(Objective):
From the start of the items through the line with "[298,97,369,214]", change every "microscopy image" to "photo" and give those lines back with nothing else altered.
━━━━
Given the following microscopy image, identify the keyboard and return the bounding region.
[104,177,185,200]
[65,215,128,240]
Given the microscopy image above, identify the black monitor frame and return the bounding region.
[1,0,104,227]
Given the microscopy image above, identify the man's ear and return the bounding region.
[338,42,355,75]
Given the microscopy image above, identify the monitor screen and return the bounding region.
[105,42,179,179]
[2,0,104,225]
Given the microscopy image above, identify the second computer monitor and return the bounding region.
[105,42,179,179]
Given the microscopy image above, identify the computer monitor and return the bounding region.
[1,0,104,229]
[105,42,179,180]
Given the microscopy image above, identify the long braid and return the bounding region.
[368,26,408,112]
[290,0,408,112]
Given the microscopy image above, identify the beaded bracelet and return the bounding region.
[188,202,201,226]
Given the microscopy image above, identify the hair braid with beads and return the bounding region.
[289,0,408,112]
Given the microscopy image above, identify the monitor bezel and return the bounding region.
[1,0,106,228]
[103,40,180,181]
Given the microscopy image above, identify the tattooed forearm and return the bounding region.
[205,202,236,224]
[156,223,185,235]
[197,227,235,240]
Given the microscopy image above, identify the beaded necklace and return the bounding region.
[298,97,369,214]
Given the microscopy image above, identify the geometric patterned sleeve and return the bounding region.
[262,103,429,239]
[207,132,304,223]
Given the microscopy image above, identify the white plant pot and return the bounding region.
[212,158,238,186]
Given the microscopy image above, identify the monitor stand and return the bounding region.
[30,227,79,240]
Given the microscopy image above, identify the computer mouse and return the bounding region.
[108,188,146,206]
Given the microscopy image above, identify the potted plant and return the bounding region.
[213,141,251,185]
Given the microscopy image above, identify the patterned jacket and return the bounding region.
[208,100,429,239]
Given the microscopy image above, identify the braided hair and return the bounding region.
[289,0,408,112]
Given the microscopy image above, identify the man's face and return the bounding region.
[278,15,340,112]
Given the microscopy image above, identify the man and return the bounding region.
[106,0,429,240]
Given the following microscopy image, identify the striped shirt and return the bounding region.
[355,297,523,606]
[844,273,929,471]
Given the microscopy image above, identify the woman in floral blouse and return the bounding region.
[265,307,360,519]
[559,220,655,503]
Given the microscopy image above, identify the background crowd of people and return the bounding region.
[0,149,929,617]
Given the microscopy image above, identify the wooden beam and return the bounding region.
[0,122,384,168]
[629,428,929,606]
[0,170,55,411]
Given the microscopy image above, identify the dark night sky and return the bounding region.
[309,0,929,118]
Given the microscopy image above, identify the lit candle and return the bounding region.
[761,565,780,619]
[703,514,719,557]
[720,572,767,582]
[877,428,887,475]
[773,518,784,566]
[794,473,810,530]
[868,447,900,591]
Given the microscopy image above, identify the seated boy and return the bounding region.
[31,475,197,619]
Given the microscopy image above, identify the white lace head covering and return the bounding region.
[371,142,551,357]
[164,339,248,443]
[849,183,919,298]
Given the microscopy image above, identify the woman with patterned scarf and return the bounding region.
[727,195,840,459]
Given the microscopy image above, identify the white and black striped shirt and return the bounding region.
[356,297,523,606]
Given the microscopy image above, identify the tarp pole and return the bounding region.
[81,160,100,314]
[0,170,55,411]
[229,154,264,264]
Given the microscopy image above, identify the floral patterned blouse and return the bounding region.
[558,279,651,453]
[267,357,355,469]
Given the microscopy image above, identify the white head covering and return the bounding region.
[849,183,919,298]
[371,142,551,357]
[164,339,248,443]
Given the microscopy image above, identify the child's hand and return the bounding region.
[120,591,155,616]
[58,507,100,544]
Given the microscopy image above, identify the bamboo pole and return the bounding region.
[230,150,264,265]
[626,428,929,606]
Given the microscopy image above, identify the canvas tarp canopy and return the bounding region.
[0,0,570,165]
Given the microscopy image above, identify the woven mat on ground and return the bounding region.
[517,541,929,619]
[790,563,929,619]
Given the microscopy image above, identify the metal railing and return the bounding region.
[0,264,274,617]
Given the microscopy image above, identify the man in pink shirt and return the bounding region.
━━━━
(Finished exercise):
Given the following photo, identify the keyboard and return the bounding region.
[104,177,185,200]
[65,215,128,240]
Given the photo above, identify the black monitor frame and return the bounding region.
[1,0,104,227]
Given the photo above, identify the man's ear and return the bounding region.
[338,42,355,75]
Given the photo above, identify the monitor screen and return the bounding region.
[105,42,179,179]
[2,0,104,225]
Given the photo above, identify the second computer monitor and return the bounding region.
[105,42,179,179]
Given the photo above, identify the computer monitor and return the bounding region.
[1,0,104,229]
[105,42,179,180]
Given the photo above, identify the long braid and return the bounding region.
[368,26,408,112]
[290,0,408,112]
Given the photo above, identify the beaded bracelet and return the bounding region.
[188,202,201,226]
Given the photo above, identify the hair braid with beads and return the bounding region.
[289,0,408,112]
Given the photo above, identify the monitor bezel and return the bounding region.
[1,0,106,228]
[103,40,180,181]
Given the photo above, identify the tattooed forearm and return the bounding region.
[205,202,236,224]
[156,223,185,235]
[197,227,235,240]
Given the photo above, identify the beaded necklace and return the bounding region.
[298,97,369,214]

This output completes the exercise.